[START OF Selected extract]

And a guy came to me — I had a couple of offers at that point — but my buddy, who’s now my partner, Brad Woy owns a company called Express Working Capital. The lend money to restaurants, they do credit card processing, insurance, they now do PR, all this kind of scheme they have going on. So he comes to me and goes, “Hey, I love The Commissary. Why don’t I lend you the money so you can open more Commissaries.” I’m going, “I’m not borrowing money to open restaurants anymore ever in my life.” I said, “If you want to be my partner, I’ll do it.” He asked what I had in mind, and I said I wanted to open up a small restaurant where I can cook. Like Jean-Georges [Vongerichten] did before he opened all these places. It’s a place where you can come see a chef cook and do his thing, and I can focus and find myself again. Build a laboratory for myself, but have everything be for the guest. Also, develop a team of young cooks, so if we do other projects, I can train them, like a farm system. Any good restaurant, I feel like — you can see with David Chang — it’s like a cult. You have to have an army of people that love you, respect you, and you lead them into success. And that’s what we’re trying to do at Spoon. It’s working so far, and I have total faith.

I want to ask you about how you would describe your leadership style. Because there was a dig thrown in the D Magazine piece where [The Mansion chief operating officer] Robert Boulogne said you were a great “cook” but that “chef connotes managing people and processes.” He said, “He’s a great cook, he’s very talented, he’s exceptional in some ways.” But there was that distinction about you not being great at management.

This is the great divide of why I’ll never work for the man again, unless they pay me tons and tons of money, because they need control. That line is a bunch of shit, because I led the hotel. I reinvented the cooks. They all now have successful [careers]. Jason Maddy now has Oak, Tim Byres now has Smoke. These are all my chefs de cuisine. So I took the best that Dallas, Texas had and I put them under one roof. I mentored them and I led them. My buddy Bob [Boulogne], who now doesn’t have a job or wife, had to say something in the press.

The reason why I moved on, and they try to make it about my behavior, or that I was abusive to people or something like that. That’s the quickest way to get rid of someone in a hotel, and it’s just not so. To this day, with Bruno [Davaillon] there, the walls are still shaking without me. The restaurant’s doing nothing, ’cause Bruno’s just a very quiet, amazing French chef. He’s a good friend of mine, but you need a personality there. And what happened was the twenty-year-old HR person and the controller that’s been there forever got control of the hotel again after the recession. I mean, The Mansion hasn’t made money in like, fifteen years.

[END OF Selected extract]
[START OF Data]

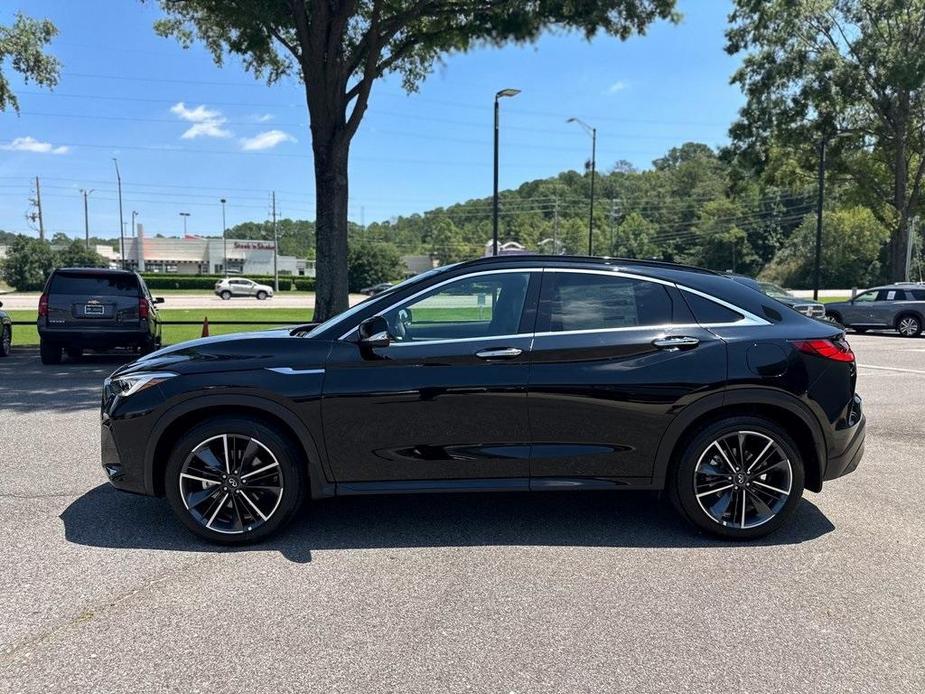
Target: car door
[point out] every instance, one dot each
(614, 358)
(446, 399)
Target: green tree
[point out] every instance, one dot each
(28, 264)
(371, 263)
(817, 68)
(339, 49)
(635, 238)
(23, 43)
(851, 243)
(76, 254)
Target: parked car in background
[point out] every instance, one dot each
(376, 289)
(6, 333)
(241, 286)
(98, 309)
(899, 307)
(813, 309)
(511, 373)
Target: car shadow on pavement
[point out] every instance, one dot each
(104, 517)
(27, 385)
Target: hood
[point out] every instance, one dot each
(236, 351)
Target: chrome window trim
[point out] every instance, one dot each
(748, 318)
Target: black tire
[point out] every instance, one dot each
(692, 471)
(909, 325)
(49, 352)
(275, 447)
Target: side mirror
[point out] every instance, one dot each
(374, 332)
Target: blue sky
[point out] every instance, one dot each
(187, 132)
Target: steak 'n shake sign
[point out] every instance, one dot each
(253, 246)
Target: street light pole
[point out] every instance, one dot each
(121, 223)
(494, 207)
(86, 194)
(593, 133)
(224, 240)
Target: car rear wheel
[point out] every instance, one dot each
(740, 478)
(235, 481)
(908, 325)
(49, 352)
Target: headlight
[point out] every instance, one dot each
(133, 383)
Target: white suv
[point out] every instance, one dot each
(238, 286)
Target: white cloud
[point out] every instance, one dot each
(266, 140)
(30, 144)
(206, 122)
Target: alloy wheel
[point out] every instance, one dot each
(231, 483)
(743, 479)
(909, 326)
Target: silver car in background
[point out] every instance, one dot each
(241, 286)
(899, 307)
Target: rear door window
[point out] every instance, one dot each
(587, 301)
(93, 285)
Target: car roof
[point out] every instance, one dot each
(94, 271)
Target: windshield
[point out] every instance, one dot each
(774, 291)
(321, 327)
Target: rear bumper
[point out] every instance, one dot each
(848, 460)
(103, 337)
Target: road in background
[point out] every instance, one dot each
(30, 301)
(489, 592)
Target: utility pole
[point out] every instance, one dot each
(910, 234)
(275, 248)
(86, 194)
(224, 240)
(819, 203)
(555, 228)
(121, 223)
(38, 204)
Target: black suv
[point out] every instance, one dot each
(510, 373)
(98, 309)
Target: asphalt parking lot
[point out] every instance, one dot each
(104, 591)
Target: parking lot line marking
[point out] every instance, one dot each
(892, 368)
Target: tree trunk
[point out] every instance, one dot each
(331, 195)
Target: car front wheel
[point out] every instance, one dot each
(740, 478)
(235, 481)
(909, 326)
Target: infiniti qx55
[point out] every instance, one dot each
(500, 374)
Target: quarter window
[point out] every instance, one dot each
(583, 301)
(472, 307)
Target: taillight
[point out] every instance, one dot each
(836, 350)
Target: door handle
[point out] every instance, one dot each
(499, 353)
(674, 343)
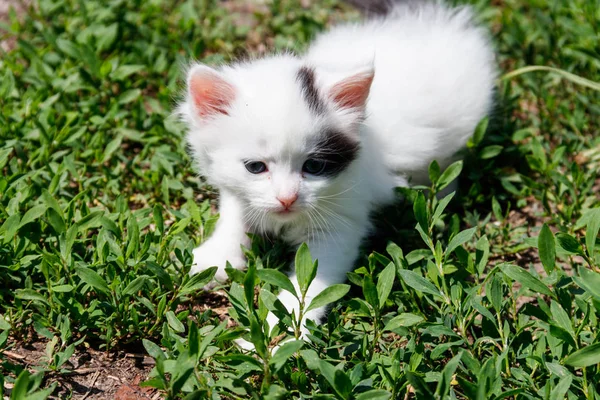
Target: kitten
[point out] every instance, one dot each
(306, 147)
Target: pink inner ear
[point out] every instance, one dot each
(211, 94)
(352, 92)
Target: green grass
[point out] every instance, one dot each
(495, 294)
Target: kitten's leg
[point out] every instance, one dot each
(225, 242)
(336, 253)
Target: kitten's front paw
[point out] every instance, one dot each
(212, 255)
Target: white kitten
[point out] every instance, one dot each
(307, 147)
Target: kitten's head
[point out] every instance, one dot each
(280, 134)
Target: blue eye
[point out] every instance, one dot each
(255, 167)
(313, 166)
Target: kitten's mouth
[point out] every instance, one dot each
(285, 213)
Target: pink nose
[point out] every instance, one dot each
(287, 201)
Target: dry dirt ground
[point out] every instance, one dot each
(100, 375)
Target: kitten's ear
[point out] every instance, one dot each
(210, 94)
(353, 91)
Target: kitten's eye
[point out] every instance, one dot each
(313, 166)
(255, 167)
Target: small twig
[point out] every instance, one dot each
(94, 378)
(84, 371)
(13, 355)
(114, 378)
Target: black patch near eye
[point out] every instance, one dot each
(313, 166)
(306, 78)
(335, 151)
(255, 167)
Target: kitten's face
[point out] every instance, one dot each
(276, 140)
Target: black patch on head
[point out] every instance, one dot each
(306, 78)
(337, 150)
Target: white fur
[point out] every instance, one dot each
(433, 81)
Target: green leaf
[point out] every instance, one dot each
(19, 391)
(162, 275)
(135, 285)
(276, 278)
(434, 171)
(561, 318)
(560, 390)
(258, 337)
(328, 295)
(385, 282)
(441, 206)
(208, 339)
(375, 394)
(124, 71)
(284, 352)
(479, 133)
(569, 243)
(92, 278)
(153, 349)
(174, 322)
(588, 281)
(490, 151)
(444, 385)
(158, 218)
(129, 96)
(420, 210)
(110, 148)
(591, 233)
(342, 384)
(418, 283)
(403, 320)
(306, 269)
(33, 214)
(370, 292)
(520, 275)
(562, 73)
(459, 239)
(10, 227)
(589, 355)
(449, 175)
(30, 294)
(547, 250)
(198, 281)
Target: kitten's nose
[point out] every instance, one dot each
(288, 200)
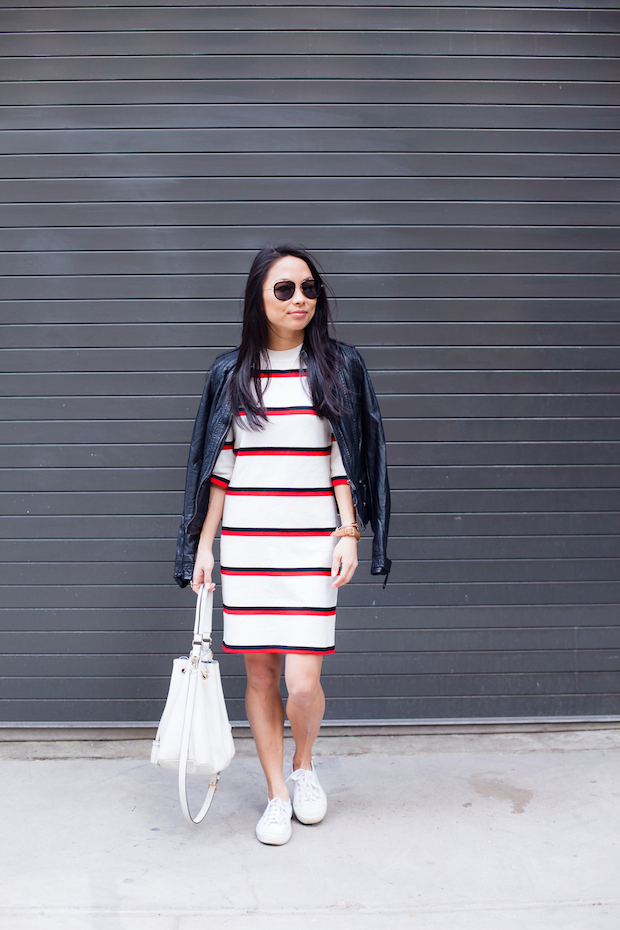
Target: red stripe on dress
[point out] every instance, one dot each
(288, 373)
(277, 572)
(240, 531)
(281, 611)
(285, 411)
(282, 492)
(220, 482)
(283, 451)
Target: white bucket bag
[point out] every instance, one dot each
(194, 734)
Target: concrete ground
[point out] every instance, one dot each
(513, 831)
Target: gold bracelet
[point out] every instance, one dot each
(347, 531)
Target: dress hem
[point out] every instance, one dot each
(284, 650)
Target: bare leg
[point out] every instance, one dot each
(306, 704)
(265, 711)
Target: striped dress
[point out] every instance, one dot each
(279, 511)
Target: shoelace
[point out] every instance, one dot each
(306, 785)
(276, 812)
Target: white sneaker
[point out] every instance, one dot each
(308, 798)
(274, 827)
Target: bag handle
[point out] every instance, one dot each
(203, 624)
(203, 618)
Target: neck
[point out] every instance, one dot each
(283, 343)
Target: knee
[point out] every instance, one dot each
(264, 678)
(303, 690)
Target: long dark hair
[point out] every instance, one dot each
(322, 352)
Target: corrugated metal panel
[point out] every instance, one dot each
(454, 167)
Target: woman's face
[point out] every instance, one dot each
(287, 319)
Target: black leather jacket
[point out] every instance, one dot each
(359, 435)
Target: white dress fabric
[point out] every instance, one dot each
(279, 513)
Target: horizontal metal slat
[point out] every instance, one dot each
(520, 82)
(268, 133)
(338, 178)
(301, 17)
(179, 44)
(335, 114)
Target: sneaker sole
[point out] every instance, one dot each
(269, 840)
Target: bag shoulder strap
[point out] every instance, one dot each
(203, 625)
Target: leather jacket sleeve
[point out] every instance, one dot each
(375, 461)
(211, 420)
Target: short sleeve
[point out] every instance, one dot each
(338, 473)
(225, 462)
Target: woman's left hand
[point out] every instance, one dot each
(344, 561)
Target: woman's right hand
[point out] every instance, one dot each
(203, 569)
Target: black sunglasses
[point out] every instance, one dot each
(284, 290)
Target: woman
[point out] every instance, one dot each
(288, 433)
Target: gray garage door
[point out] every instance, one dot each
(452, 166)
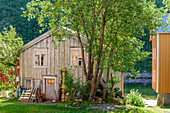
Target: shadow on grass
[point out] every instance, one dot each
(11, 106)
(8, 100)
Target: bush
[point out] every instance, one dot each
(75, 88)
(135, 98)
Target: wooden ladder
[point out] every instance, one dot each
(25, 96)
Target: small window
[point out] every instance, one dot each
(50, 81)
(40, 58)
(28, 83)
(154, 76)
(80, 61)
(76, 58)
(154, 53)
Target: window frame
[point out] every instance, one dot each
(154, 53)
(40, 50)
(71, 56)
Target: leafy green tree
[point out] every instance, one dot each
(10, 47)
(108, 25)
(10, 11)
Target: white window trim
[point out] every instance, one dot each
(40, 50)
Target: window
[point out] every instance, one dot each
(76, 57)
(154, 53)
(80, 61)
(154, 76)
(28, 83)
(50, 81)
(40, 57)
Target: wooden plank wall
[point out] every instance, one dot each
(164, 63)
(56, 58)
(154, 63)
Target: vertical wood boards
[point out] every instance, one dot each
(154, 63)
(52, 58)
(164, 63)
(48, 56)
(56, 58)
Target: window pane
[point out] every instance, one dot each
(43, 58)
(80, 55)
(74, 57)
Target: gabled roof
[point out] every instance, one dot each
(43, 36)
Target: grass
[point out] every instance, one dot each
(11, 106)
(146, 90)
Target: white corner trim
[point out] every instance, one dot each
(157, 62)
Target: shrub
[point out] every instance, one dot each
(135, 98)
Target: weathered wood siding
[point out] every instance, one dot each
(154, 63)
(164, 63)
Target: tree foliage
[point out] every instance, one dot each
(110, 27)
(10, 11)
(10, 48)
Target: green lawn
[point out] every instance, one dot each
(11, 106)
(146, 90)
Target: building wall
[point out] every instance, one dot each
(154, 62)
(164, 63)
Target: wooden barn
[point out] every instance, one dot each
(4, 79)
(161, 61)
(41, 62)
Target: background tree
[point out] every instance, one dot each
(10, 11)
(110, 27)
(10, 47)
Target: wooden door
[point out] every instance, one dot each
(49, 89)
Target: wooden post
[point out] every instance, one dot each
(63, 73)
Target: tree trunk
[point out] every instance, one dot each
(106, 85)
(99, 58)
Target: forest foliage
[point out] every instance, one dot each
(10, 11)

[END OF Data]

__Complete the following__.
[A] According to the interview, what is the name of the company that Brad Woy owns?
[B] Continue the interview about The Mansion and Spoon from its last line.

__Responses per task__.
[A] Express Working Capital

[B]
I used to be a screamer, at 13 Barrow Street. I was doing drugs, I was drinking every night. I was trying to become a famous chef in the wrong way, by intimidating people, you know, by being French and saying “fuck you,” “this sucks,” “I’m great.” It doesn’t work. You really have to lead by example, and if you’re a badass, then cooks or employees from your generation will respect you. It’s a generational shift in the sense that the millennials — and I hate to talk in general terms, people are people and they’re individuals and everyone has their little thing, personality. But for the most part, your parents didn’t yell at you, everything was a pat on the head and a trophy for coming last. That’s the way you grew up. Who am I to change the world or to judge people? But you do have to change your approach and I learned that on Top Chef, ’cause I saw the way these people were reacting to the way I was. It’s shown me that they don’t have the tolerance or the understanding of someone who’s assertive. You kind of have to ease your way, you have to grace your way into their lives, or impress your way into their lives by doing something or being somebody. That was the real shift for me — the reactions of everybody. Not Josh and CJ for rolling their eyes, but the Brookes, the Kristens, the Crissys.

Tell me about what it’s like cooking at the James Beard House and receiving semi-finalist nominations for James Beard Awards.

I just love the whole phenomenon of James Beard. Let’s face it: it’s probably the last thing I want to accomplish in my life as a chef — on the superficial [level], or the accolades — to be recognized by my peers. This year I’d be happy to make it to the 22 long list, I don’t know how you make it to the short list. If you look around the region of the Southwest, and you look at what Spoon is doing, and offer it to not only the public, but to the employees, and the uniqueness of it? I think it deserves some kind of national attention, given the shit that everyone always throws on Texas. And it’s not about Dean Fearing and Stephan Pyles, and it’s not about the flash in the pan crap in the Bishop Arts District. It’s about people really running restaurants. Dallas has more restaurants than any city in America, per capita. But a lot of them suck. Or, I’ll tell you, they don’t suck, they’re just mediocre. Like if a New Yorker went down there…

The best compliment we get at Spoon is “This is a New York City restaurant.” So, I’m still a New Yorker. I’m 43 years in, and I can’t leave my home behind. But now I have a family and friends and I’m gauging to stay in Texas. I have to bring a little bit of New York to Texas without beating them over the head like I had to at The Mansion. So you see the difference. And all the urban legend and the hatred comes out of some of my earlier behavior when I was younger, which was legendary. Only because we rolled that way, we all rolled that way. (I hate that expression — “This is how I roll” — it’s like, really, dude? You’re 55-years-old and this is how you roll?) But, I don’t know, that’s all I know how to do.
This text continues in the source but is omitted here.